Set problem: Extract every line of the material below and reproduce it faithfully.

--- Material provided ---

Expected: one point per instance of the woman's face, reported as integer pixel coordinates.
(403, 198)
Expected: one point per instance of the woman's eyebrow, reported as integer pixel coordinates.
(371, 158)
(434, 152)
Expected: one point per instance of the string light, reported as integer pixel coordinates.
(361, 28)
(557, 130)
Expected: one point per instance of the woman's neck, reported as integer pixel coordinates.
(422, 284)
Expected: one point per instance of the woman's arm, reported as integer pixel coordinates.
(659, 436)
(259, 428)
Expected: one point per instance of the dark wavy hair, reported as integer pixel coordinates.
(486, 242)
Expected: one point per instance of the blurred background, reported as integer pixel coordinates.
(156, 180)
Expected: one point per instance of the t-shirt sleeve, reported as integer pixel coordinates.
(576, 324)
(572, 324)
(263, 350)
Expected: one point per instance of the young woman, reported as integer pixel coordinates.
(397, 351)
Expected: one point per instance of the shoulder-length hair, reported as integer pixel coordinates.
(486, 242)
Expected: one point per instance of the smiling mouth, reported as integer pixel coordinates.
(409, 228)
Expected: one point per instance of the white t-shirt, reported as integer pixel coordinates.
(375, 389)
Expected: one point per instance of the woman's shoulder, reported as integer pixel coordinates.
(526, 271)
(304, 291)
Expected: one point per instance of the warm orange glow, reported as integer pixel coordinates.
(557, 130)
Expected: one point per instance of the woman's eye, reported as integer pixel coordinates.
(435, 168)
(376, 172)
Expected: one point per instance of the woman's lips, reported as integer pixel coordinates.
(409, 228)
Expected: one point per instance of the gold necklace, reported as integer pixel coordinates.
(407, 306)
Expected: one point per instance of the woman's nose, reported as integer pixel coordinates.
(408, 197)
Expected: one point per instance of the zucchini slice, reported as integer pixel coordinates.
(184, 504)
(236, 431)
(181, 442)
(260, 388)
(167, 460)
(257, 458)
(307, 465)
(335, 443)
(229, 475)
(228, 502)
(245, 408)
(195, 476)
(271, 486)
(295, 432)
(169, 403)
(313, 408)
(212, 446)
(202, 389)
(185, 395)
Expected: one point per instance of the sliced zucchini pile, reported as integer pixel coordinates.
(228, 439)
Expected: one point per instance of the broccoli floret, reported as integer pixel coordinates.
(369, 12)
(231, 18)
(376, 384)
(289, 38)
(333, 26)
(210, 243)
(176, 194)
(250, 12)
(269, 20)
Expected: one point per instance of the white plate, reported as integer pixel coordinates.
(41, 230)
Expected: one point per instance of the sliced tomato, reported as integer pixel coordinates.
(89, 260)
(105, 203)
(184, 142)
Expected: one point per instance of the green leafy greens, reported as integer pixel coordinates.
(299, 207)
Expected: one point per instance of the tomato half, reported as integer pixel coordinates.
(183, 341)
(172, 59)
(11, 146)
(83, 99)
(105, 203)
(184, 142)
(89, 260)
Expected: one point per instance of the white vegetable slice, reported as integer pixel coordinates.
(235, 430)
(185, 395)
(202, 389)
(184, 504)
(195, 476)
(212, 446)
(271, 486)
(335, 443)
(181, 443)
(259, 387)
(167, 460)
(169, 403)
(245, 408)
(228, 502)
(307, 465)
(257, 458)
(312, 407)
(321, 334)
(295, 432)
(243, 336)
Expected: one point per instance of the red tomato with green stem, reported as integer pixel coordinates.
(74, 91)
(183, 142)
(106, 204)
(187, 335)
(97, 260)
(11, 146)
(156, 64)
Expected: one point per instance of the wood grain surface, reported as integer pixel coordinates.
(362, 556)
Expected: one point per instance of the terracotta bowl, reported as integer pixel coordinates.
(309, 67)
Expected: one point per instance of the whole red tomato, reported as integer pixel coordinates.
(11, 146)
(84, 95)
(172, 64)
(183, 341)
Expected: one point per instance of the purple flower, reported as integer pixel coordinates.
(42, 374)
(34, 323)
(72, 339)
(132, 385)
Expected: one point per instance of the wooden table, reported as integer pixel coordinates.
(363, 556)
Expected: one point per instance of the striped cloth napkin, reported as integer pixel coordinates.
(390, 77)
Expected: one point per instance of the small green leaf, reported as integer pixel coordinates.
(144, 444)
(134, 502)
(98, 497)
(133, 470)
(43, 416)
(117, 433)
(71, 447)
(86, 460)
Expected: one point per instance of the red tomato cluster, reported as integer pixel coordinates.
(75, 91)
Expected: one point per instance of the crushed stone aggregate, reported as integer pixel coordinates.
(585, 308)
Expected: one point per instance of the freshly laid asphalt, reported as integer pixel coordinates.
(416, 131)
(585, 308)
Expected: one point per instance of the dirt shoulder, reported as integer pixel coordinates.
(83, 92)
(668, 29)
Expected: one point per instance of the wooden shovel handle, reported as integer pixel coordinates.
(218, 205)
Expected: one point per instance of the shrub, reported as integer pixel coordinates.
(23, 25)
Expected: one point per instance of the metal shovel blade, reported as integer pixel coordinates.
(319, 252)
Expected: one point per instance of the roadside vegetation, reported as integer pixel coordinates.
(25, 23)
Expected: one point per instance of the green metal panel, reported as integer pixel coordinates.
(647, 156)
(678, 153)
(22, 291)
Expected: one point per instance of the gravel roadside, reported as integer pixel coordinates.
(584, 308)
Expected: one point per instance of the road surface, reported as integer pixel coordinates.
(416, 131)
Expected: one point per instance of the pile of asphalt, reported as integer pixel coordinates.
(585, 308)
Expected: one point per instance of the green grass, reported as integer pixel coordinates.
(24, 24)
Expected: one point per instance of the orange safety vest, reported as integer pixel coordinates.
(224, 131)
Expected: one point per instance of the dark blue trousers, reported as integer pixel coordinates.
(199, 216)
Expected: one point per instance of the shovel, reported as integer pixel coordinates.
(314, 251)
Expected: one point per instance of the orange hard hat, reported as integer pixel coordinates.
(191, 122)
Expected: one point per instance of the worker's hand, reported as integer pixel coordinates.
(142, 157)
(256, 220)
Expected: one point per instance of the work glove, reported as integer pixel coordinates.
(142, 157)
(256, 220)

---

Output for this exercise:
Expected: one point per instance of the woman's face, reported as integer pixel coordinates.
(403, 198)
Expected: one point per instance of the woman's eyebrow, reported as integer pixel coordinates.
(371, 158)
(434, 152)
Expected: one point per instance of the string light, reported as integer pixel coordinates.
(361, 28)
(557, 130)
Expected: one point per instance of the woman's neck, reported as integer pixel coordinates.
(422, 284)
Expected: one point per instance of the woman's arm, reported as integer pixel coordinates.
(659, 436)
(259, 428)
Expected: one point per instance of the dark wavy hair, reported as integer pixel coordinates.
(486, 242)
Expected: one point per instance of the blurred background, reported as integer pixel coordinates.
(156, 180)
Expected: one point per instance of the t-shirt sleeve, reported as integer pixel coordinates.
(576, 324)
(572, 324)
(263, 350)
Expected: one point per instance of the young woman, reported as integer pixel coordinates.
(397, 351)
Expected: one point per instance of the shoulder-length hair, reported as integer pixel coordinates.
(486, 242)
Expected: one point per instance of the smiling mouth, reported as integer pixel coordinates.
(409, 228)
Expected: one point per instance of the white t-shirt, reported as integer pixel coordinates.
(375, 389)
Expected: one point per instance of the woman's shoulder, reported as integer pixel coordinates.
(526, 271)
(304, 291)
Expected: one point per instance of the warm orange glow, reported as integer pixel coordinates.
(557, 130)
Expected: one point per instance of the woman's eye, reported as integer pixel coordinates.
(435, 168)
(376, 172)
Expected: one point per instance of the woman's lips, reported as integer pixel coordinates.
(409, 228)
Expected: one point per instance of the gold necklace, reported as integer pixel coordinates.
(407, 306)
Expected: one point per instance of the woman's nose, reported as integer pixel coordinates.
(408, 197)
Expected: one point per instance of the zucchini slice, reported as integer pixel coordinates.
(184, 504)
(236, 431)
(181, 442)
(260, 388)
(167, 460)
(257, 458)
(307, 465)
(335, 443)
(229, 475)
(228, 502)
(245, 408)
(195, 476)
(271, 486)
(295, 432)
(169, 403)
(313, 408)
(212, 446)
(202, 389)
(185, 395)
Expected: one point per instance of the sliced zucchini pile, reported as integer pixel coordinates.
(228, 439)
Expected: one point per instance of the broccoli floret, reported as integer pixel coordinates.
(369, 12)
(231, 18)
(376, 384)
(289, 38)
(333, 26)
(210, 243)
(176, 194)
(250, 12)
(269, 20)
Expected: one point per instance of the white plate, reported as integer pixel coordinates.
(41, 230)
Expected: one point per instance of the sliced tomato, reported as integer pixel coordinates.
(89, 260)
(105, 203)
(184, 142)
Expected: one point per instance of the green leafy greens, reported as integer pixel coordinates.
(299, 207)
Expected: one point per instance of the tomato half, reported as integer pixel coordinates.
(183, 341)
(172, 59)
(11, 146)
(83, 99)
(105, 203)
(184, 142)
(89, 260)
Expected: one point per instance of the white vegetable slice, reported as integer pixel coordinates.
(235, 430)
(185, 395)
(202, 389)
(184, 504)
(195, 476)
(212, 446)
(271, 486)
(335, 443)
(181, 443)
(259, 387)
(167, 460)
(169, 403)
(245, 408)
(228, 502)
(307, 465)
(257, 458)
(312, 407)
(321, 334)
(295, 432)
(243, 336)
Expected: one point per instance of the red tomato with green stem, reported as integer pixel coordinates.
(74, 91)
(183, 142)
(106, 204)
(187, 335)
(97, 260)
(11, 146)
(156, 64)
Expected: one point per instance of the wood grain surface, reported as integer pixel coordinates.
(362, 556)
Expected: one point per instance of the terracotta bowl, reported as integer pixel coordinates.
(309, 67)
Expected: one point per instance of the whole red tomato, reported as integer pixel coordinates.
(11, 146)
(84, 95)
(172, 64)
(183, 341)
Expected: one point per instance of the purple flower, reported as integer pixel coordinates.
(42, 374)
(34, 323)
(72, 339)
(132, 385)
Expected: one point per instance of the wooden table, reported as integer pixel coordinates.
(363, 556)
Expected: one point per instance of the striped cloth napkin, reported as integer pixel coordinates.
(390, 77)
Expected: one point per instance of the small green leaf, reported as integer pixel coordinates.
(144, 444)
(134, 502)
(98, 497)
(133, 470)
(43, 416)
(117, 433)
(71, 447)
(86, 460)
Expected: one point per instance of the red tomato cluster, reported as integer pixel coordinates.
(75, 91)
Expected: one point per instance of the crushed stone aggregate, reported as integer pixel coordinates.
(585, 308)
Expected: one point per instance of the freshly laid asphalt, reported as integer pixel coordinates.
(416, 131)
(585, 308)
Expected: one point per instance of the dirt shoulder, reported as integer pixel coordinates.
(83, 92)
(668, 29)
Expected: one point per instance of the wooden shovel handle, reported as integer pixel coordinates.
(218, 205)
Expected: one point per instance of the shrub, reported as integer pixel coordinates.
(23, 25)
Expected: one point per instance of the metal shovel blade, reported as integer pixel coordinates.
(319, 252)
Expected: one point per instance of the roadside vegetation, reported as integer pixel coordinates.
(25, 23)
Expected: one point per instance of the green metal panel, reported as integer pixel coordinates.
(647, 156)
(678, 153)
(22, 291)
Expected: one point per instance of the gravel roadside, reported as integer pixel coordinates.
(584, 308)
Expected: one point per instance of the road surface, reported as integer pixel coordinates.
(416, 131)
Expected: one point per instance of the pile of asphalt, reported as integer pixel coordinates.
(585, 308)
Expected: one point per instance of the green grass, reported as integer pixel coordinates.
(24, 24)
Expected: one point per instance of the orange safety vest, reported as integer pixel coordinates.
(224, 131)
Expected: one point per instance of the dark blue trousers, reported as integer pixel coordinates.
(199, 216)
Expected: one point per instance of the shovel, reported as integer pixel coordinates.
(314, 251)
Expected: one point per instance of the orange hard hat, reported as integer pixel coordinates.
(191, 122)
Expected: one point per instance of the worker's hand, reported as integer pixel coordinates.
(142, 157)
(256, 220)
Expected: one point per instance of the work glove, reported as integer pixel coordinates.
(142, 157)
(256, 220)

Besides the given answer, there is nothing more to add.